SHORT TASK:
Gather every line in the items below that contains the word "birch", copying each such line in full.

════

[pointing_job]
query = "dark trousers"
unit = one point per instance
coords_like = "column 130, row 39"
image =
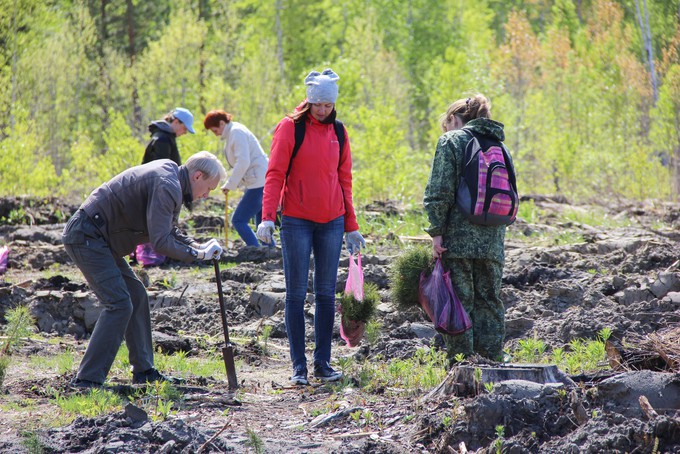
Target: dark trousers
column 126, row 303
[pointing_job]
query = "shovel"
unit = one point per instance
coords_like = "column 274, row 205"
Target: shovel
column 226, row 220
column 228, row 349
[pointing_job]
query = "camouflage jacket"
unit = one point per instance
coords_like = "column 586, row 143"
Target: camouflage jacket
column 460, row 237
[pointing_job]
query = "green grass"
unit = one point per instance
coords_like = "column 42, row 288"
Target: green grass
column 424, row 370
column 63, row 362
column 580, row 355
column 94, row 402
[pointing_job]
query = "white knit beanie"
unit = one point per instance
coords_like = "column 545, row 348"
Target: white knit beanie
column 322, row 87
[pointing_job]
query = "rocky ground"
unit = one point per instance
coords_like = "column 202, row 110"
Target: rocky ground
column 624, row 278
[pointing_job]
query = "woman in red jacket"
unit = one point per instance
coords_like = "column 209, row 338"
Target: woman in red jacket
column 314, row 191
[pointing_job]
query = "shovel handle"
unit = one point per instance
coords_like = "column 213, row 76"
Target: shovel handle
column 220, row 295
column 228, row 349
column 226, row 220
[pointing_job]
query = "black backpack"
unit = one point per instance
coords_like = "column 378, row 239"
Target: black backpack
column 299, row 138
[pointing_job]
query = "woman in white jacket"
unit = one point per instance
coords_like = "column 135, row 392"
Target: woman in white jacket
column 245, row 156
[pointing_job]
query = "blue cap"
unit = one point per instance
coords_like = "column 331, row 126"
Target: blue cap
column 185, row 117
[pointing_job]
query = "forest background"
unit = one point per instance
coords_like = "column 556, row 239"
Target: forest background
column 589, row 91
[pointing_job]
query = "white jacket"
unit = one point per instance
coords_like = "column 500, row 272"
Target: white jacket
column 244, row 154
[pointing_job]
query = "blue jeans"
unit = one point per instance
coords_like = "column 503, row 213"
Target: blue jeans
column 249, row 207
column 299, row 238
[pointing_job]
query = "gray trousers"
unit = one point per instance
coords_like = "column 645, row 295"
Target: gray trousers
column 124, row 297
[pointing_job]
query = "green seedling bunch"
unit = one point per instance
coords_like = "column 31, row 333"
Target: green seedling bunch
column 405, row 276
column 361, row 311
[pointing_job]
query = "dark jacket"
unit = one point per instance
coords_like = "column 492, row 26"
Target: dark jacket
column 462, row 238
column 142, row 205
column 163, row 144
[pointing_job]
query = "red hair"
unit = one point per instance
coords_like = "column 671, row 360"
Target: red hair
column 213, row 118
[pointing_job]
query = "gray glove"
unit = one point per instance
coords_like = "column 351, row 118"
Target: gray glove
column 354, row 241
column 265, row 232
column 212, row 251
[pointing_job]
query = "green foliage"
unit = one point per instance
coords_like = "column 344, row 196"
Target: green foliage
column 32, row 442
column 372, row 334
column 360, row 311
column 424, row 370
column 18, row 325
column 254, row 441
column 405, row 276
column 94, row 402
column 579, row 356
column 570, row 82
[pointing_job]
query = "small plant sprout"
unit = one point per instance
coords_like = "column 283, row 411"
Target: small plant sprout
column 498, row 443
column 373, row 328
column 254, row 441
column 266, row 334
column 345, row 363
column 368, row 417
column 478, row 380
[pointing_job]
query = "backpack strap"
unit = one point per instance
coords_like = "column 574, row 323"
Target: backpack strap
column 300, row 137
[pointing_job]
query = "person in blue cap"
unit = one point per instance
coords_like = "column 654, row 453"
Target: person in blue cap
column 163, row 144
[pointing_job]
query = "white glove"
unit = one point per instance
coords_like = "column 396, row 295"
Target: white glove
column 265, row 232
column 213, row 251
column 207, row 244
column 354, row 241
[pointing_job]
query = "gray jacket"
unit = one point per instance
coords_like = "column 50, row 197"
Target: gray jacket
column 141, row 205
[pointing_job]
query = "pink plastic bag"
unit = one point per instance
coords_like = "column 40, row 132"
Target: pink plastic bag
column 353, row 330
column 4, row 258
column 355, row 278
column 146, row 256
column 440, row 303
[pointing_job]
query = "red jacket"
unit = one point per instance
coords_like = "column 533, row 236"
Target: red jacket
column 318, row 189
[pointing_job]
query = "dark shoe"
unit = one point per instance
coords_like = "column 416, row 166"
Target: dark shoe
column 84, row 384
column 152, row 375
column 325, row 373
column 299, row 377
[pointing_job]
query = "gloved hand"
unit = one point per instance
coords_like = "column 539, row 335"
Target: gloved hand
column 265, row 232
column 207, row 243
column 213, row 251
column 354, row 241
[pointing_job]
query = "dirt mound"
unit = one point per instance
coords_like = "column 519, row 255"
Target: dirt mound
column 625, row 279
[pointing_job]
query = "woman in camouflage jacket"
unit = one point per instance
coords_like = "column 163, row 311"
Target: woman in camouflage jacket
column 473, row 253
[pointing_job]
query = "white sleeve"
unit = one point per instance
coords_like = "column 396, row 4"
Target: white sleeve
column 238, row 143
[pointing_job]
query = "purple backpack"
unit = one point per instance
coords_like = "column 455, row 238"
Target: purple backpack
column 487, row 193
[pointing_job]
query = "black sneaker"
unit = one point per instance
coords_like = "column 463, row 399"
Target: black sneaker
column 152, row 375
column 299, row 377
column 325, row 373
column 85, row 384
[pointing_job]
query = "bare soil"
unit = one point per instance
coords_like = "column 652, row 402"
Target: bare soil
column 626, row 279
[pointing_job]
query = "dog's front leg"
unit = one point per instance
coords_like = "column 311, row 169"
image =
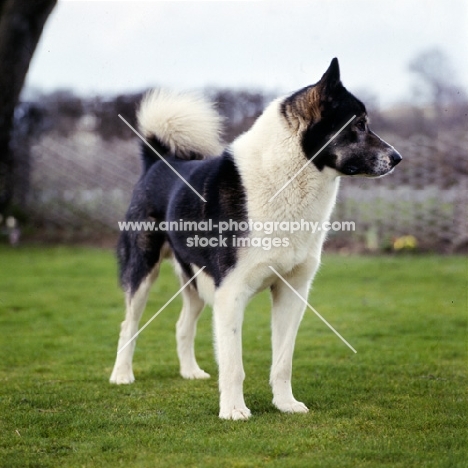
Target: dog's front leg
column 287, row 314
column 228, row 313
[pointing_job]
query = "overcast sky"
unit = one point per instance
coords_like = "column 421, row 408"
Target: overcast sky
column 117, row 46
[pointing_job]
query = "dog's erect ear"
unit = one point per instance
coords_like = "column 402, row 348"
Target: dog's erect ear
column 331, row 78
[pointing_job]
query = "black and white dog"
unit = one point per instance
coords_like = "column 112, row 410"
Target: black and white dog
column 240, row 186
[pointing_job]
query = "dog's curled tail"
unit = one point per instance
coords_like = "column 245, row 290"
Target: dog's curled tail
column 182, row 124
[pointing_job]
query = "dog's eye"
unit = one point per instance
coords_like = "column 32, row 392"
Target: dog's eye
column 361, row 125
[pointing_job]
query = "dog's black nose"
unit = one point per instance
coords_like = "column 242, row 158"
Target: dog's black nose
column 395, row 157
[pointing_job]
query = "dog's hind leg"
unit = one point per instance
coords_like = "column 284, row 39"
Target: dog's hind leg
column 135, row 305
column 287, row 314
column 185, row 332
column 228, row 314
column 140, row 255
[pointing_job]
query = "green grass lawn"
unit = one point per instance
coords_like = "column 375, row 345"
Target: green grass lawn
column 399, row 402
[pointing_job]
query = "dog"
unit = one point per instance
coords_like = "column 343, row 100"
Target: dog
column 189, row 176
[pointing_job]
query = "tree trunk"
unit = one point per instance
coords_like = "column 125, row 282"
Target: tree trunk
column 21, row 24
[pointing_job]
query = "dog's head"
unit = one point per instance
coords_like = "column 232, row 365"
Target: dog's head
column 319, row 111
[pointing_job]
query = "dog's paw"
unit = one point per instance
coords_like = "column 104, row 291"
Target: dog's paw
column 293, row 406
column 194, row 374
column 235, row 414
column 120, row 377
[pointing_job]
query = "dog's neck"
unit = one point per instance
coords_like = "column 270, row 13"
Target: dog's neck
column 268, row 157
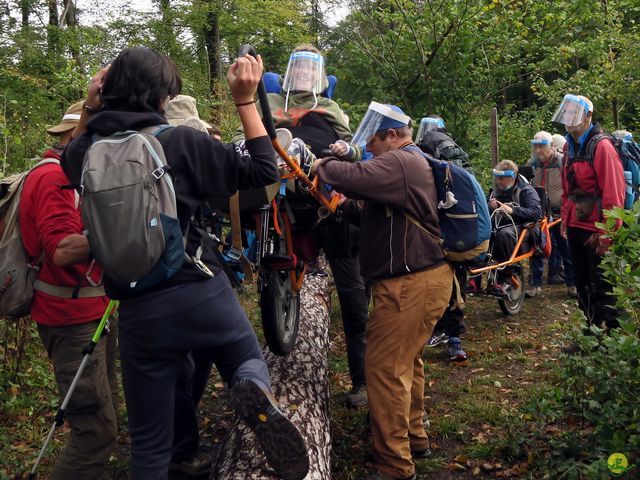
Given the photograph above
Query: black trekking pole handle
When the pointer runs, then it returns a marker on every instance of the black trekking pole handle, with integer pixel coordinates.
(267, 118)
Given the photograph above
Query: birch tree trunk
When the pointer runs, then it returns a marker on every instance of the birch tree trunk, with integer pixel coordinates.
(301, 384)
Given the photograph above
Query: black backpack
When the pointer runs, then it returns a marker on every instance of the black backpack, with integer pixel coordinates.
(442, 147)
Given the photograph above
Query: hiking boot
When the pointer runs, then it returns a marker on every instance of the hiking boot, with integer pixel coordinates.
(474, 285)
(383, 476)
(357, 397)
(437, 339)
(455, 351)
(421, 454)
(280, 439)
(532, 292)
(198, 466)
(555, 279)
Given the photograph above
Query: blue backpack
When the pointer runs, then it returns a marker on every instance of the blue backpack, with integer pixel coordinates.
(465, 222)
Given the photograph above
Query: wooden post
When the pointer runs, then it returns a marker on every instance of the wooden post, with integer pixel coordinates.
(495, 153)
(300, 382)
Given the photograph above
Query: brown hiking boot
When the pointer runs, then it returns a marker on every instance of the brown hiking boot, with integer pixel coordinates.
(280, 439)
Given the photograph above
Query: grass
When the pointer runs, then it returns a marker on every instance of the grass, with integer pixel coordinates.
(476, 409)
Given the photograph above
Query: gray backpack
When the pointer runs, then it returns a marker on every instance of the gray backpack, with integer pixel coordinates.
(129, 209)
(17, 274)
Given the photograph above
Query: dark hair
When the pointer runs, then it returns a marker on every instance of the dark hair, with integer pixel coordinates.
(307, 47)
(139, 80)
(400, 132)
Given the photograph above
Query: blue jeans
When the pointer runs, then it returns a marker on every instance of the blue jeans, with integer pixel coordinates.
(156, 333)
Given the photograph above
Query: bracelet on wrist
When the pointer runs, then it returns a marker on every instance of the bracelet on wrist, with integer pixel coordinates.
(245, 103)
(89, 109)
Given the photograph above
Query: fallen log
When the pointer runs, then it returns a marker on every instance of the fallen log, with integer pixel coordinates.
(301, 384)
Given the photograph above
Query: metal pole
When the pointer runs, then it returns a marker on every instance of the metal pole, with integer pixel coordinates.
(495, 153)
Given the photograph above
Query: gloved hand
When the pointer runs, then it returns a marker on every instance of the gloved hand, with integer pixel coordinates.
(302, 154)
(343, 150)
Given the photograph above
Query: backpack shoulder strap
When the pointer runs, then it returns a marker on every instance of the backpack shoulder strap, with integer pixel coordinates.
(590, 148)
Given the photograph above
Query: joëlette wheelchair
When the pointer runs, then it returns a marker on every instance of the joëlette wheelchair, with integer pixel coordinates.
(282, 215)
(534, 239)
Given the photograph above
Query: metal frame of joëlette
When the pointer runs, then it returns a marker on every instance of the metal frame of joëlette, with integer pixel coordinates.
(515, 258)
(294, 169)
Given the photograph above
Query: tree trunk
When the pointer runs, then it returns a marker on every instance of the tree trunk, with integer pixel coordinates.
(25, 9)
(301, 385)
(212, 42)
(53, 35)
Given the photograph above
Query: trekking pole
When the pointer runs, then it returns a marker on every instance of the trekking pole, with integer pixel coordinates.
(87, 351)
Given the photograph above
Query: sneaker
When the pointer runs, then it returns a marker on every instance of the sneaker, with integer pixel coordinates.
(437, 339)
(198, 466)
(455, 351)
(357, 397)
(532, 292)
(555, 279)
(280, 439)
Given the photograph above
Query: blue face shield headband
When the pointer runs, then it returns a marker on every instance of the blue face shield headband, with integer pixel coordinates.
(504, 173)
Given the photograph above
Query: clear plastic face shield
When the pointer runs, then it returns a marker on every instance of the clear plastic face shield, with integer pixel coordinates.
(426, 125)
(305, 73)
(623, 135)
(572, 111)
(541, 149)
(504, 179)
(378, 117)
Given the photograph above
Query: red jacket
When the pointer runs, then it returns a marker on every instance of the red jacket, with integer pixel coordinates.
(47, 215)
(604, 177)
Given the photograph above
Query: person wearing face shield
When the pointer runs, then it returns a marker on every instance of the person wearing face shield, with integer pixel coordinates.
(410, 279)
(546, 161)
(434, 140)
(512, 203)
(321, 124)
(592, 181)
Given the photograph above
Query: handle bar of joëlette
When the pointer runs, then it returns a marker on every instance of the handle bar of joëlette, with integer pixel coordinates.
(515, 258)
(292, 165)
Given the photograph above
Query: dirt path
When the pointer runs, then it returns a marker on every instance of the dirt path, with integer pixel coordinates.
(474, 408)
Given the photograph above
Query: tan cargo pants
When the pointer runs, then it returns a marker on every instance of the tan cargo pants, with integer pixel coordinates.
(405, 311)
(90, 412)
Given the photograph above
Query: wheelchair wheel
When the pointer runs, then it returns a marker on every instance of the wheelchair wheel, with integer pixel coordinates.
(512, 304)
(280, 311)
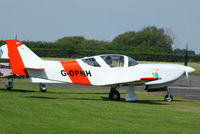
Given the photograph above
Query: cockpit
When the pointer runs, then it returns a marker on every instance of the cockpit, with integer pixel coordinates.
(111, 60)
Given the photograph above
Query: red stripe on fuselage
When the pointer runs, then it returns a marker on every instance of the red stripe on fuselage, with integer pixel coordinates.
(76, 79)
(16, 62)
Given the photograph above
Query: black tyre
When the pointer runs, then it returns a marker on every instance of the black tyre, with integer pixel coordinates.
(168, 98)
(114, 95)
(43, 87)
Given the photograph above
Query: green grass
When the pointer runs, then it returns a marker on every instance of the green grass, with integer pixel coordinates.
(195, 65)
(25, 110)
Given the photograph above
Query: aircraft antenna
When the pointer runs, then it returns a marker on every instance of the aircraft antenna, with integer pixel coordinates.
(186, 55)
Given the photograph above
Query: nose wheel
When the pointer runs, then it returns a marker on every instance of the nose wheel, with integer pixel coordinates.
(43, 87)
(9, 84)
(114, 94)
(168, 97)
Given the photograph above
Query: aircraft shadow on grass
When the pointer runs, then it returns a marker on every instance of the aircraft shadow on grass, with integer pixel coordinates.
(151, 102)
(18, 90)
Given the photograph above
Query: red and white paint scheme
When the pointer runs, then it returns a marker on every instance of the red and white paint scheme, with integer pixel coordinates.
(112, 70)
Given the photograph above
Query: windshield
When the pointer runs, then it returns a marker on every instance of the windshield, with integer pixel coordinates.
(114, 60)
(132, 62)
(91, 62)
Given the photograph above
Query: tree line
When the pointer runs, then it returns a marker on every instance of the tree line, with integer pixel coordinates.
(148, 44)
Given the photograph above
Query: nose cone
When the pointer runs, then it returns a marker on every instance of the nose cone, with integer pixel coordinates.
(189, 69)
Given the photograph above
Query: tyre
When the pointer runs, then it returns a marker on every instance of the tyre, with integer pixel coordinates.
(114, 95)
(43, 87)
(168, 98)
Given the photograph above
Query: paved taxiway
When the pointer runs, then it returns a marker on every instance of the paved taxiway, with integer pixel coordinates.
(189, 89)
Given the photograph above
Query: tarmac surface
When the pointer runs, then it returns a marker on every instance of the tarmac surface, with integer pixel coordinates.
(189, 89)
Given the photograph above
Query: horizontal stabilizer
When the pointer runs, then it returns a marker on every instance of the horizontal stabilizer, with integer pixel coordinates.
(149, 78)
(39, 69)
(38, 80)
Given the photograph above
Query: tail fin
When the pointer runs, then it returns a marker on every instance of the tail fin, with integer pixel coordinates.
(21, 58)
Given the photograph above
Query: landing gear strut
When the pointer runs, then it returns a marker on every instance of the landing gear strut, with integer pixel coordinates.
(114, 94)
(168, 97)
(9, 84)
(43, 87)
(131, 96)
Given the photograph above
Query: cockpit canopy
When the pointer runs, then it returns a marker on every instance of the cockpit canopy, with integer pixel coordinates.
(113, 60)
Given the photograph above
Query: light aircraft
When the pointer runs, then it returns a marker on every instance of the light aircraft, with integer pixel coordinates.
(112, 70)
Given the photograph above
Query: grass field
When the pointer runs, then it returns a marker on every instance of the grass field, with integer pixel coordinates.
(25, 110)
(195, 65)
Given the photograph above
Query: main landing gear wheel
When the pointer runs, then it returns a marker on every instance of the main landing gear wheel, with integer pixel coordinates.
(43, 87)
(9, 84)
(114, 94)
(168, 97)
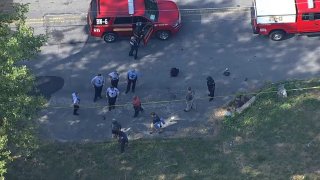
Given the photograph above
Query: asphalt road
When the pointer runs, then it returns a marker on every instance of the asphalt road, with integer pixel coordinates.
(207, 44)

════

EXERCISE RESPONSE:
Query: birch tree trunk
When the pointer runs, then it returns a marker on every instance of the birch tree trunk, with integer pixel coordinates.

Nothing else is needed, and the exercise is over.